Problem to work on ::
The required output is the line that contains "<point>88,105</point>" plus every line after it in the listing below, copied exactly as it appears.

Data for the task ::
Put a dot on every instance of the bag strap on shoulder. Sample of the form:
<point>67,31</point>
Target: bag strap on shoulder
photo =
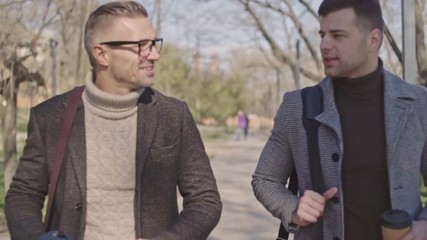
<point>67,120</point>
<point>312,102</point>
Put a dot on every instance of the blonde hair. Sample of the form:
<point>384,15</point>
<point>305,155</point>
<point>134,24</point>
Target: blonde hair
<point>104,14</point>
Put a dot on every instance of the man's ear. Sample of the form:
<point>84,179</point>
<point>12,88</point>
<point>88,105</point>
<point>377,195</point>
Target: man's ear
<point>100,55</point>
<point>375,39</point>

Solved problem ::
<point>88,105</point>
<point>377,195</point>
Target: man's ear
<point>100,55</point>
<point>375,39</point>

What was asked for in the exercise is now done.